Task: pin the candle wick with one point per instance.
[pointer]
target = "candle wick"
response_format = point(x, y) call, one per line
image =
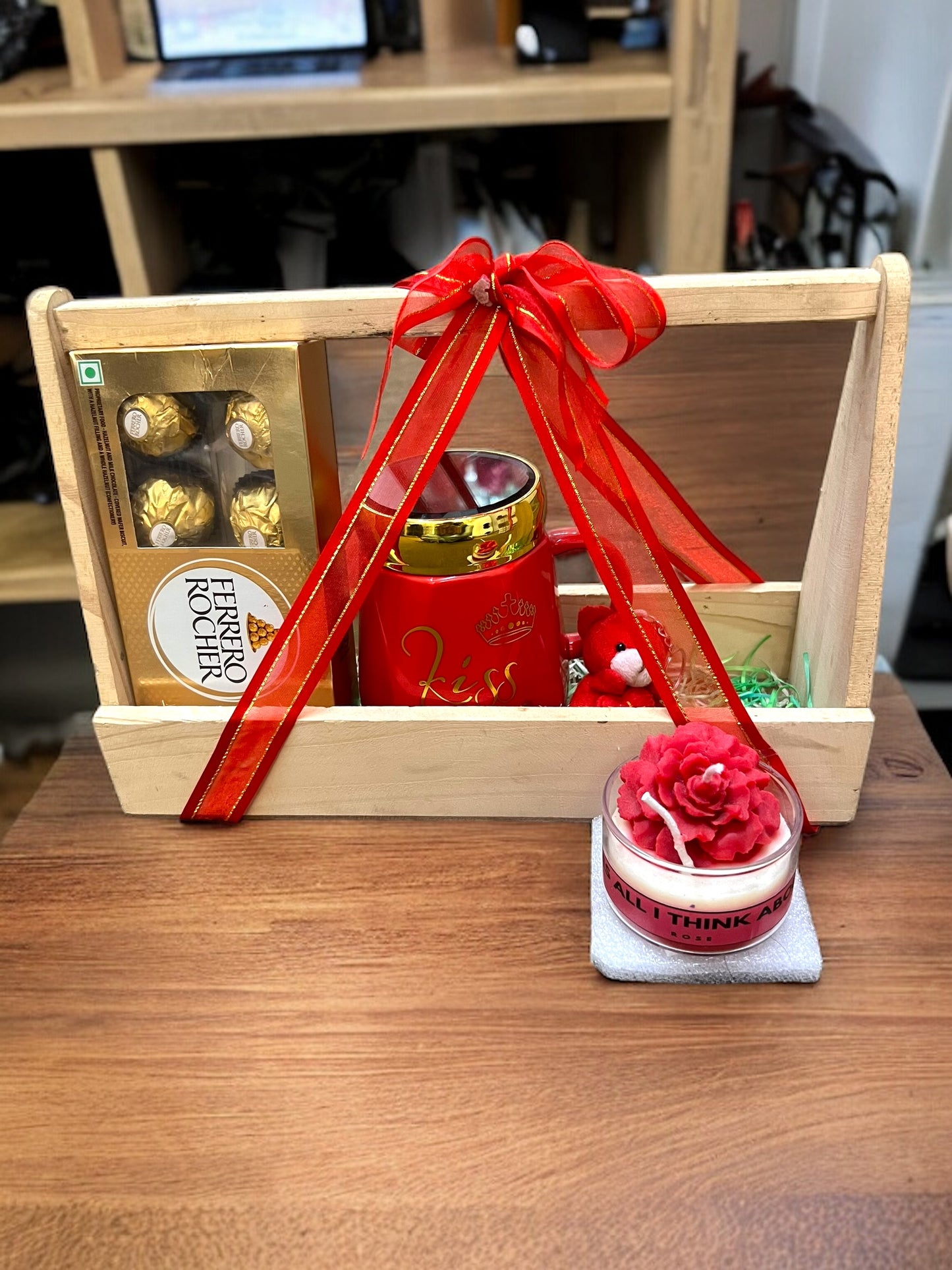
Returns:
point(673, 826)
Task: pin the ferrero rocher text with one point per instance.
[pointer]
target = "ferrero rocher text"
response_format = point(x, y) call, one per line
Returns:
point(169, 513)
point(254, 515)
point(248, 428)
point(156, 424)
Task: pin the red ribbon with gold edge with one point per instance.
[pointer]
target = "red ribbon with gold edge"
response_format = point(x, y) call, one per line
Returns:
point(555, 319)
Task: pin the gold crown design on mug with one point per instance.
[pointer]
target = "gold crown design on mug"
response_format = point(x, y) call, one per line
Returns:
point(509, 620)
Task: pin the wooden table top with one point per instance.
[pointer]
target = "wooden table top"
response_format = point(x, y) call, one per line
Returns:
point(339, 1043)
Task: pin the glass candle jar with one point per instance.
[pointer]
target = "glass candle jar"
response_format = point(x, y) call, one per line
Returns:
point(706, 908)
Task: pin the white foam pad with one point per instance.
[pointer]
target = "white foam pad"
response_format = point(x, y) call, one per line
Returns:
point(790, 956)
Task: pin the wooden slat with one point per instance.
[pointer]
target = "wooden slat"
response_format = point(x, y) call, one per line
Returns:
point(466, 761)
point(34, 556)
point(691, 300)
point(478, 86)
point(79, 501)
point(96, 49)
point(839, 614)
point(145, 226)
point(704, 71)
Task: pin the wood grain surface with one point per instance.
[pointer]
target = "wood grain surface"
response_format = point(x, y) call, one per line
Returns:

============================================================

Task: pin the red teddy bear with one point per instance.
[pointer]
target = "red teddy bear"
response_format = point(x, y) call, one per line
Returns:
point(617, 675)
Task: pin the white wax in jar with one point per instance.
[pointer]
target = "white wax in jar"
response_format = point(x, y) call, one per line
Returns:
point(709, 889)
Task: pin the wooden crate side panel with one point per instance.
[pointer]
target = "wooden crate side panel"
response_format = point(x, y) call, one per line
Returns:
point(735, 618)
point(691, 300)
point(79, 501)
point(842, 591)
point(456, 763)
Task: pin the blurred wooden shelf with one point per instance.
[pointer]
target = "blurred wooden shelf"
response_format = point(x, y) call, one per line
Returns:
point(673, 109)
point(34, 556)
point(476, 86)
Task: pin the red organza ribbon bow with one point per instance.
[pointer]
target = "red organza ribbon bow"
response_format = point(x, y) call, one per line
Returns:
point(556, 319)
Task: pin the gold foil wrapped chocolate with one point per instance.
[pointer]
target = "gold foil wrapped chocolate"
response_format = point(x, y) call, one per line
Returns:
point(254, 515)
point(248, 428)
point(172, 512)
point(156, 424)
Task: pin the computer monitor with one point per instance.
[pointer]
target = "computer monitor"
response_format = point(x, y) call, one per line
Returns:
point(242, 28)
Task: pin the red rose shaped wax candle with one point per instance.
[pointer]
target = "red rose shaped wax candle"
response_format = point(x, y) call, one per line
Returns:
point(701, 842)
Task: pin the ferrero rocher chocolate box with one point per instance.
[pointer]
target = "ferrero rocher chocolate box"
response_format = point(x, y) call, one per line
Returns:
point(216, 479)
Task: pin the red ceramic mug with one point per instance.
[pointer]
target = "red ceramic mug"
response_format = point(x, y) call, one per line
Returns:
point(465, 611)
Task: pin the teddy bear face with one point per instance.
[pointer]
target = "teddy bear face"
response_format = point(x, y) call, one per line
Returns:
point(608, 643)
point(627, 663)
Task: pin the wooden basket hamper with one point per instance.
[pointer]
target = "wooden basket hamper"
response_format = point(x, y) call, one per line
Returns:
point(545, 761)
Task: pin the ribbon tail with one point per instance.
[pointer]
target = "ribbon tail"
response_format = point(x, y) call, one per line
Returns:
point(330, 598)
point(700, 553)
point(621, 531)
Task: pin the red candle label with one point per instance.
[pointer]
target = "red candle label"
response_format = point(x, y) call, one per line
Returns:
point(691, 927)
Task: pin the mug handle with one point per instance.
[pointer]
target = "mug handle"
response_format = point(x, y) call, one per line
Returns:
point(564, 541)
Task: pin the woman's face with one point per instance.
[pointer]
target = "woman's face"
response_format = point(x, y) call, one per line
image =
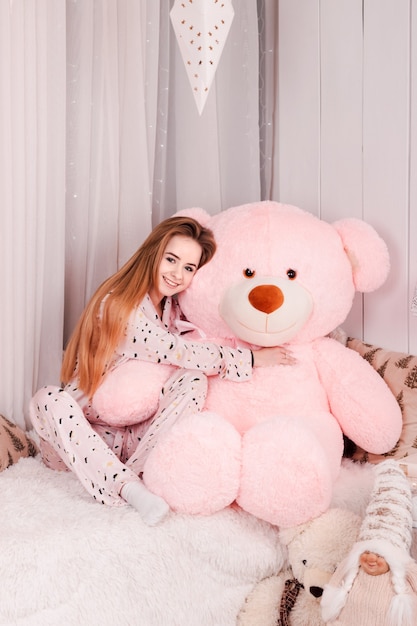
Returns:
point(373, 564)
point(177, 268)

============================================================

Requirements
Rewrite the material from the line containing "Task: pin the wooden basket" down to the line containing "point(691, 927)", with "ribbon tail" changed to "ribbon end" and nothing else altered.

Reply
Task: pin the wooden basket hamper with one point per instance.
[pointer]
target = "wooden basket hamper"
response_format = point(x, y) call, one per line
Returns:
point(545, 761)
Task: pin the ribbon end with one point per instance.
[pointer]
target = "ribbon end"
response_format = point(x, y) call, one per line
Returns:
point(330, 598)
point(700, 553)
point(621, 531)
Task: pin the red candle label with one point per instance.
[pointer]
target = "red candle label"
response_format = point(x, y) call, one per line
Returns:
point(691, 927)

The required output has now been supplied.